▸ **EXERCISE**: Find every line in the rows below that contains the string "item", and copy each of those lines.

——————

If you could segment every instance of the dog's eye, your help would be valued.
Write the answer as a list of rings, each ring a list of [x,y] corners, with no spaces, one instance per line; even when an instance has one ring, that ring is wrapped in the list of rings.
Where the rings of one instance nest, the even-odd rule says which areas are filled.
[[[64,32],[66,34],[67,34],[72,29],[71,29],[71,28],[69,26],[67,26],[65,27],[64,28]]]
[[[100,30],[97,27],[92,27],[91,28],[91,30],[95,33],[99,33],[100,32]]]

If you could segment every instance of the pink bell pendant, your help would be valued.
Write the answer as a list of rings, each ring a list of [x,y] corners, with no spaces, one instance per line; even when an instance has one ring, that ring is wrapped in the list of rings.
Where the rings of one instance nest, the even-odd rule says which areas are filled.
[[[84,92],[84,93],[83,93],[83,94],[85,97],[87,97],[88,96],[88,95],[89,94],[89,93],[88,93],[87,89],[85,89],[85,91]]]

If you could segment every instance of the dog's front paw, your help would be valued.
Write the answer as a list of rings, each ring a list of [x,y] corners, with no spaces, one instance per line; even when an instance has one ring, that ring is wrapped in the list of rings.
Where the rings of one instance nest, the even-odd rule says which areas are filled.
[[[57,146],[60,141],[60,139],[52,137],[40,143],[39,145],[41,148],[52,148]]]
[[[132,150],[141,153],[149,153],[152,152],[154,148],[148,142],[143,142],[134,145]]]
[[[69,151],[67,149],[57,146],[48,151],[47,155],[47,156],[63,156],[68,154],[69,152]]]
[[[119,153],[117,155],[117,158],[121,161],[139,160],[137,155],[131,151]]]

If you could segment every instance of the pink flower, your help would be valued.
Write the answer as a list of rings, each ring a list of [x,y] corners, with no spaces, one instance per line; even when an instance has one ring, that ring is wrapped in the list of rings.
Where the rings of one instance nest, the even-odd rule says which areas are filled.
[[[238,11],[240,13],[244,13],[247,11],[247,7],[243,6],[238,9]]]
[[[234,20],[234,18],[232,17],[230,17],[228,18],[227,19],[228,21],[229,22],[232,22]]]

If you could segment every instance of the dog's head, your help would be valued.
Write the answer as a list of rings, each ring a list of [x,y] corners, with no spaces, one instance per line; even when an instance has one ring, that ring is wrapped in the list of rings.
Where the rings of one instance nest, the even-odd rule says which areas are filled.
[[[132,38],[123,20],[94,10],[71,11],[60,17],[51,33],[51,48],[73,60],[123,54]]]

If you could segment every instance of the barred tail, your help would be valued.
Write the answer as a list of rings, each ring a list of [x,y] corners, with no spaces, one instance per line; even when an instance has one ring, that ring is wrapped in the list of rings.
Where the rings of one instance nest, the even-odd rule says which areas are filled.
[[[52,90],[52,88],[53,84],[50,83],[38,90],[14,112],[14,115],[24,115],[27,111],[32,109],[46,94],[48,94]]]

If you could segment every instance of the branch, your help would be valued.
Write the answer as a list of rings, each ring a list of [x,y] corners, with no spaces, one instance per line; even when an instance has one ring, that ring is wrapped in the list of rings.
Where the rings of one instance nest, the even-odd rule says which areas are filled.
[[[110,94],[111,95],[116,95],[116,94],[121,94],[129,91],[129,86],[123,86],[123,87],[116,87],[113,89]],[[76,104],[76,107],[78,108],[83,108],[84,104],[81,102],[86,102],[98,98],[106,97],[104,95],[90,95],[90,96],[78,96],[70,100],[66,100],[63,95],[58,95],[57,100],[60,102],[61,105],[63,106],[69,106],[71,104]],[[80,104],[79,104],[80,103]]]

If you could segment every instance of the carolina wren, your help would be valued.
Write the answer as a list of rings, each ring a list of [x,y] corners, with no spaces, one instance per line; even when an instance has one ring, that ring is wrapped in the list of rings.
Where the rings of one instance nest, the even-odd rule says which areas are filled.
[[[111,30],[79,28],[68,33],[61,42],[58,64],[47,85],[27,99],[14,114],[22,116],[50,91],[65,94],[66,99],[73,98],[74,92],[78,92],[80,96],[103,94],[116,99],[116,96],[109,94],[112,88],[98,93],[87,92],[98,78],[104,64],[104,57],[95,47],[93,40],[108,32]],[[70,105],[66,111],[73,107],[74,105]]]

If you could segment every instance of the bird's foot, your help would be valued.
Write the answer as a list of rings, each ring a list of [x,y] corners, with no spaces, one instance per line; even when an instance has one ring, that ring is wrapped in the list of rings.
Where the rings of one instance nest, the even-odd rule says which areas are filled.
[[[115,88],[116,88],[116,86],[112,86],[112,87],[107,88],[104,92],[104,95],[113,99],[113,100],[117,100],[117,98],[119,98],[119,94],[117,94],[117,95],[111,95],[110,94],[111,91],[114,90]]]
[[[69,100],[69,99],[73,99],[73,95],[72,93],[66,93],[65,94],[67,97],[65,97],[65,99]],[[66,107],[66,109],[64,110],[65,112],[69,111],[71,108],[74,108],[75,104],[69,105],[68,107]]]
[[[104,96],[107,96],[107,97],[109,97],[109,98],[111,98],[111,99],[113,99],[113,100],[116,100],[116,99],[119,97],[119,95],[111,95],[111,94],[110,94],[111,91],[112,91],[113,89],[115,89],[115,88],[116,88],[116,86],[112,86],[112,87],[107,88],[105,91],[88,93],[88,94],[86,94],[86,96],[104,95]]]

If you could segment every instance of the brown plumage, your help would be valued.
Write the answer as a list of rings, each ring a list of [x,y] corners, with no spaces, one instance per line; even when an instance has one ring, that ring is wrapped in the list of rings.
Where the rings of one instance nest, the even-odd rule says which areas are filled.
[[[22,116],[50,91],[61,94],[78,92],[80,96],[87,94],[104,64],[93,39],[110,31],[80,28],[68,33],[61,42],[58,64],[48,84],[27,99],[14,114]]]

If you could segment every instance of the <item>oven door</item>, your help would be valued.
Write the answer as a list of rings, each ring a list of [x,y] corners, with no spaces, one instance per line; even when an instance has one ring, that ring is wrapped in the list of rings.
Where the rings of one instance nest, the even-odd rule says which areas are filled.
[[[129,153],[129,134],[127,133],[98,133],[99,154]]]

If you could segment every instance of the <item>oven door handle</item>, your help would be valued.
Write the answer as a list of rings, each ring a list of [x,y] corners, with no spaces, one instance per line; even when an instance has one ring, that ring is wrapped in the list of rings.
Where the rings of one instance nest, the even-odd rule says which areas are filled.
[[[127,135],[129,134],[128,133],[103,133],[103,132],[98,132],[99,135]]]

——————

▸ **COMPLETE OUTPUT**:
If you could segment every instance of the <item>oven door</item>, your help would be valued.
If you could segment every instance of the <item>oven door handle</item>, your help would be valued.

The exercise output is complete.